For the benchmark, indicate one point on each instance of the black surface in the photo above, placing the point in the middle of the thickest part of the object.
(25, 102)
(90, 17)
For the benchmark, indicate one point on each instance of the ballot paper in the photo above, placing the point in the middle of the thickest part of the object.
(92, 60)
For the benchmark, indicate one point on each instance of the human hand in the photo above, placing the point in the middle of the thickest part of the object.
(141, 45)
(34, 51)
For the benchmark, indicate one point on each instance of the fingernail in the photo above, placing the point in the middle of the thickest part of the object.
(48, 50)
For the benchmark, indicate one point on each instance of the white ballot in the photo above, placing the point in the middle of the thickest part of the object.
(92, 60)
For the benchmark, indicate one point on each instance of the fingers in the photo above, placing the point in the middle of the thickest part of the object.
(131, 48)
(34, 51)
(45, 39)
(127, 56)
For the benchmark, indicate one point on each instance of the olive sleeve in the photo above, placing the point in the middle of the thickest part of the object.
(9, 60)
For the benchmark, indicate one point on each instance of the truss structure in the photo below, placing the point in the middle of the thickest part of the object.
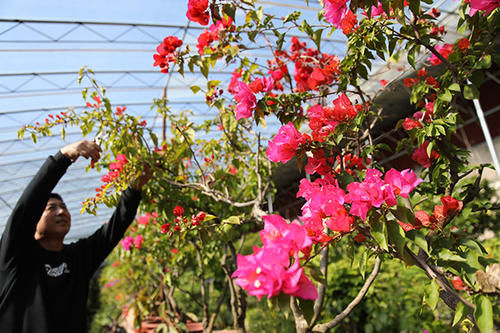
(41, 59)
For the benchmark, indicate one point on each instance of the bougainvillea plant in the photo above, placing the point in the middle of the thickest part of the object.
(209, 194)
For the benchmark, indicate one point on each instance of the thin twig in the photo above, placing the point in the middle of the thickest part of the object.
(335, 321)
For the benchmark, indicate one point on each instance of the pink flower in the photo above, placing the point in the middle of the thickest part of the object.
(335, 11)
(377, 11)
(367, 194)
(144, 219)
(403, 182)
(487, 5)
(178, 210)
(198, 11)
(421, 157)
(284, 144)
(127, 242)
(262, 272)
(121, 159)
(444, 50)
(339, 220)
(246, 101)
(266, 272)
(298, 284)
(290, 237)
(139, 239)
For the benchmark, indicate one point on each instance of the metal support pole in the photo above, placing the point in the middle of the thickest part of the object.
(487, 135)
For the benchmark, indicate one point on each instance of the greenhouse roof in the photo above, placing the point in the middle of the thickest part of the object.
(43, 46)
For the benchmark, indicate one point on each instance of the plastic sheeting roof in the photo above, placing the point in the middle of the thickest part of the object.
(42, 49)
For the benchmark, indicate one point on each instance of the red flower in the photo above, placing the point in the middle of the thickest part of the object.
(451, 205)
(422, 218)
(432, 82)
(348, 22)
(409, 124)
(421, 157)
(178, 210)
(445, 50)
(166, 52)
(198, 11)
(435, 13)
(410, 82)
(422, 72)
(165, 228)
(458, 283)
(360, 238)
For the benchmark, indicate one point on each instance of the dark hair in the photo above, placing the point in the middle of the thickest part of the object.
(56, 196)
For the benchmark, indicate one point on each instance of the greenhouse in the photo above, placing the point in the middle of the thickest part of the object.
(250, 166)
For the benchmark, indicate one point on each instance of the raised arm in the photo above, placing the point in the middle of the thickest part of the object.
(21, 225)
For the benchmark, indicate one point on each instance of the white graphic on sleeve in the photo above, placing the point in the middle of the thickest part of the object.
(57, 271)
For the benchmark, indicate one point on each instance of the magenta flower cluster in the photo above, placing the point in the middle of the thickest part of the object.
(275, 267)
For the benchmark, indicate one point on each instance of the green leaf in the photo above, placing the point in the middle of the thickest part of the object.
(362, 263)
(292, 17)
(378, 230)
(316, 37)
(419, 239)
(396, 235)
(432, 294)
(484, 314)
(415, 7)
(447, 255)
(445, 96)
(460, 313)
(229, 10)
(472, 244)
(411, 57)
(20, 133)
(307, 307)
(471, 92)
(454, 87)
(212, 84)
(279, 42)
(232, 220)
(403, 214)
(209, 217)
(484, 63)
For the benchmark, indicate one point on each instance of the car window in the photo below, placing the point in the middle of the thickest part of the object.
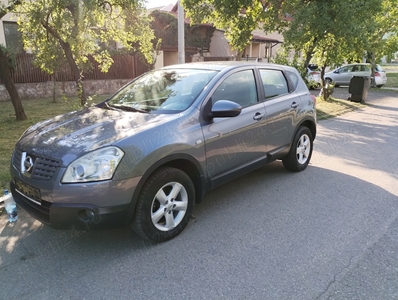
(274, 83)
(240, 87)
(162, 91)
(345, 69)
(293, 78)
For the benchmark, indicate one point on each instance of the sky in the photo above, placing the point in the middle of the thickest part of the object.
(157, 3)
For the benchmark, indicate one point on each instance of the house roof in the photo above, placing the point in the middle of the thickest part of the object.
(173, 9)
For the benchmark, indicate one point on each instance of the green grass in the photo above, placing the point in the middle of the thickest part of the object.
(334, 107)
(36, 110)
(392, 80)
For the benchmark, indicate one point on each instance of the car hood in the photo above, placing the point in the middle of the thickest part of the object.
(71, 135)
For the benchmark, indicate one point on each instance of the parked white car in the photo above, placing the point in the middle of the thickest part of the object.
(343, 75)
(313, 76)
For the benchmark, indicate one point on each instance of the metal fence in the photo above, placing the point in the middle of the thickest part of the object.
(123, 67)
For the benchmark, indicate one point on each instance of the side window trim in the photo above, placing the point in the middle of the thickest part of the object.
(285, 84)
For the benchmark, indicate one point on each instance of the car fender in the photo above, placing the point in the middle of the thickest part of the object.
(178, 160)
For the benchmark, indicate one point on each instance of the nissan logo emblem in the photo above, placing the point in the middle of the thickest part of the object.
(28, 164)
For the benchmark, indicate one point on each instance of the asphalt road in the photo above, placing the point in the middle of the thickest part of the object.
(330, 232)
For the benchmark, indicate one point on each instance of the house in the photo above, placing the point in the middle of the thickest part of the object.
(9, 34)
(262, 46)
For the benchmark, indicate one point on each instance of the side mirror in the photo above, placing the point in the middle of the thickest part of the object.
(224, 109)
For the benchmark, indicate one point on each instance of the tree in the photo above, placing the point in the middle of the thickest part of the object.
(77, 30)
(382, 32)
(5, 68)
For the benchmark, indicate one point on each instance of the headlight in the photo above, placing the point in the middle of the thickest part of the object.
(97, 165)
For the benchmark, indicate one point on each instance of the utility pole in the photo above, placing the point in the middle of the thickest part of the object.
(181, 35)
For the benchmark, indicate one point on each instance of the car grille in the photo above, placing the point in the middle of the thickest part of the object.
(40, 211)
(43, 168)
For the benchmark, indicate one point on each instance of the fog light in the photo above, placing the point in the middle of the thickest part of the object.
(90, 214)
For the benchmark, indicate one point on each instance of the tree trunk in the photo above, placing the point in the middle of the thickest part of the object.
(372, 74)
(327, 89)
(77, 75)
(10, 86)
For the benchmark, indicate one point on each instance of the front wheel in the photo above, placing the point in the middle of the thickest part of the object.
(300, 153)
(165, 205)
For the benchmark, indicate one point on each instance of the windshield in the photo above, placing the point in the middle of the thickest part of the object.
(162, 91)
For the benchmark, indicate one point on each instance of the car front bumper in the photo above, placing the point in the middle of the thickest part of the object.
(76, 216)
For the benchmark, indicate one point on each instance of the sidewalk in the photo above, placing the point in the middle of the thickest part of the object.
(373, 94)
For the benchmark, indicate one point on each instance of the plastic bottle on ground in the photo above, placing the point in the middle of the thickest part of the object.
(10, 207)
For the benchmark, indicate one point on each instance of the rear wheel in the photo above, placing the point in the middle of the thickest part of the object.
(165, 205)
(300, 153)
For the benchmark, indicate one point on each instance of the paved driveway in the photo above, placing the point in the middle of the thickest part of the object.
(328, 232)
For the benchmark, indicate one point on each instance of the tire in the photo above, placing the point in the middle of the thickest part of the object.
(329, 81)
(300, 152)
(164, 206)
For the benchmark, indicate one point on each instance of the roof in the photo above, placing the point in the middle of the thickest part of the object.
(220, 65)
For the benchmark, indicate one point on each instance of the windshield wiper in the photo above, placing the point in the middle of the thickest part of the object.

········

What you need to do — Transcribe the preceding listing in its entirety and with exact wording, leaving out pictures.

Answer —
For the benchmark, indicate one point on each instance of the black surface in the photo above, placing the point in the middle of the thickest part of the object.
(25, 102)
(90, 17)
For the benchmark, indicate one point on each instance of the ballot paper in the photo above, placing the point in the middle of the thickest part of the object.
(92, 60)
For the benchmark, indicate one point on each instance of the human hand in the photo above, placing the point in the middle of the thickest part of the object.
(141, 45)
(34, 51)
For the benchmark, indicate one point on each instance of the fingernail in the photo above, placing the point in the middle of the thickest part of the object.
(48, 50)
For the benchmark, indicate one point on each instance of the white ballot in the photo above, placing the point in the middle of the thickest part of the object.
(92, 60)
For the benchmark, indicate one point on each instance of the fingers in the photo above, placing the point in the middle of the thickest part of the object.
(131, 48)
(34, 51)
(45, 39)
(127, 56)
For the benchmark, indicate one point on each instance of the olive sleeve in the photo above, placing the point in the middle of the thickest part of the object.
(9, 60)
For the benchmark, indicate one point on each instance of the truss structure in the photo below, placing the point in the middle of the thickest part of the object.
(41, 59)
For the benchmark, indicate one point on each instance of the bougainvillea plant in the photo above, placing the point in the middle of the thickest part of the object.
(209, 194)
For the benchmark, indicate one point on each instance of the thin twig in the photo above, placing the point in the middle of the thickest part of the object.
(335, 321)
For the benchmark, indicate one point on each instance of the pink flower in the photo above, placing the point in the middle of the thickest part of the object.
(335, 11)
(377, 11)
(367, 194)
(144, 219)
(403, 182)
(487, 5)
(178, 210)
(198, 11)
(421, 157)
(284, 144)
(127, 242)
(262, 272)
(121, 159)
(444, 50)
(339, 220)
(246, 101)
(266, 272)
(298, 284)
(290, 237)
(139, 239)
For the benchmark, indicate one point on each instance of the metal support pole in the photo above, placing the point in the middle of the thickest part of the object.
(487, 135)
For the benchmark, indicate one point on each instance of the greenhouse roof in the photo above, placing the point in the middle of the thickest part of the object.
(43, 46)
For the benchmark, indicate one point on each instance of the plastic sheeting roof in the photo above, placing the point in the middle of the thickest part of the object.
(42, 49)
For the benchmark, indicate one point on each instance of the red flower in the photo above, placing the point in the middle of the thickest part of the object.
(451, 205)
(422, 218)
(432, 82)
(348, 22)
(409, 124)
(421, 157)
(178, 210)
(445, 50)
(166, 52)
(198, 11)
(435, 13)
(410, 82)
(422, 72)
(165, 228)
(458, 283)
(360, 238)
For the benchmark, indicate one point on each instance of the dark hair in the photo above, placing the point in the middle of the thickest part of the object.
(56, 196)
For the benchmark, indicate one point on each instance of the greenhouse in the photo above, placing the point in the middle of the thickest part of the object.
(250, 166)
For the benchmark, indicate one point on each instance of the raised arm in the photo above, placing the point in the middle of the thickest part of the object.
(21, 225)
For the benchmark, indicate one point on each instance of the white graphic on sleeve in the photo above, placing the point in the middle of the thickest part of the object.
(57, 271)
For the benchmark, indicate one point on each instance of the magenta flower cluster in the photo above, placing the point in the middle of the thickest part of the object.
(275, 267)
For the benchmark, indicate one point on each instance of the green leaf in the photo above, placing the point in the middle of the thickest part of the object.
(362, 263)
(292, 17)
(378, 230)
(316, 37)
(419, 239)
(396, 235)
(432, 294)
(484, 314)
(415, 7)
(447, 255)
(445, 96)
(460, 313)
(229, 10)
(472, 244)
(411, 57)
(20, 133)
(307, 307)
(471, 92)
(454, 87)
(212, 84)
(279, 42)
(232, 220)
(403, 214)
(209, 217)
(484, 63)
For the benchmark, indicate one point on each instance of the car window in the photo below, placing the point in the middle of the thickest part of the object.
(274, 83)
(240, 87)
(162, 91)
(345, 69)
(293, 78)
For the benchmark, indicate one point on each instance of the sky in the photo above, placing the point in the middle of the thickest part of the object.
(157, 3)
For the benchmark, indicate one point on each instance of the house roof in the photo above, placing the point in the middle of the thickest part of the object.
(173, 9)
For the benchmark, indicate one point on each instance of the green grass in the photo above, placing the point in the middle of the thickest part of the object.
(334, 107)
(36, 110)
(392, 80)
For the benchmark, indicate one point on each instance of the car hood in the photo above, placing the point in the middle of the thickest part of the object.
(71, 135)
For the benchmark, indicate one point on each instance of the parked white car in the photo above, placing the point in the middle of the thickest part of the object.
(343, 75)
(313, 76)
For the benchmark, indicate one point on each instance of the metal fence in the photo above, placing the point in the middle of the thickest part of the object.
(123, 67)
For the benchmark, indicate one point on each instance of the side window trim in the photo above, placing the point in the middle of the thickest part of the object.
(285, 84)
For the benchmark, indicate one point on each instance of the car fender in the photo above, placing the point in the middle of the thickest part of the object.
(178, 160)
For the benchmark, indicate one point on each instance of the nissan logo emblem in the photo above, placing the point in the middle of the thickest part of the object.
(28, 164)
For the benchmark, indicate one point on each instance of the asphalt road in the photo above, placing the point in the middle of the thickest part of the object.
(330, 232)
For the benchmark, indicate one point on each instance of the house in the photo above, placing the point in the middle of the thickest part of the object.
(9, 34)
(262, 46)
For the benchmark, indicate one point on each instance of the side mirror in the photo above, placing the point in the middle of the thickest part of the object.
(224, 109)
For the benchmark, indicate one point on each instance of the tree in the photo above, placing the point in the middle of the thickest part of the object.
(77, 30)
(382, 32)
(5, 68)
For the benchmark, indicate one point on each instance of the headlight in the photo above, placing the point in the middle of the thickest part of the object.
(97, 165)
For the benchmark, indicate one point on each instance of the utility pole in the photo above, placing the point in the middle of the thickest part of the object.
(181, 35)
For the benchmark, indicate one point on each instance of the car grille in the photo above, placing the point in the middle of the thickest part of the object.
(40, 211)
(43, 168)
For the benchmark, indicate one point on each instance of the fog light in the photo above, placing the point in the middle of the thickest part of the object.
(90, 214)
For the benchmark, indicate one point on each instance of the tree trunk in the photo above, placing the point in the middle of the thickest part of the object.
(372, 74)
(327, 89)
(77, 75)
(10, 86)
For the benchmark, indicate one point on each instance of the front wheel in the photo above, placing the point in the middle of the thickest part of the object.
(300, 153)
(165, 205)
For the benchmark, indicate one point on each instance of the windshield in the photo above, placing the point in the middle of the thickest part of the object.
(162, 91)
For the benchmark, indicate one point on each instance of the car front bumper in the photo above, placing the point in the middle of the thickest part of the object.
(76, 216)
For the benchmark, indicate one point on each instance of the sidewalk in the photo above, placing the point in the middle of the thickest part of the object.
(373, 94)
For the benchmark, indicate one point on each instance of the plastic bottle on ground in the photo above, placing the point in the middle of the thickest part of the object.
(10, 207)
For the benchmark, indicate one point on each instance of the rear wheel in the photo above, placing the point in the middle of the thickest part of the object.
(165, 205)
(300, 153)
For the benchmark, indicate one point on each instance of the paved driveway in the photo above, placing the point in the middle of the thickest part of the object.
(328, 232)
For the benchmark, indicate one point on each instance of the tire in the photo above, placing the point in the middle of the thickest part of the object.
(329, 81)
(300, 152)
(164, 206)
For the benchmark, indicate one point on each instance of the roof in the photo above, placing the point in the middle of the thickest part of the object.
(220, 65)
For the benchmark, indicate one point on each instance of the windshield wiper in the photo above, placing the point in the middle of the thickest part of the object.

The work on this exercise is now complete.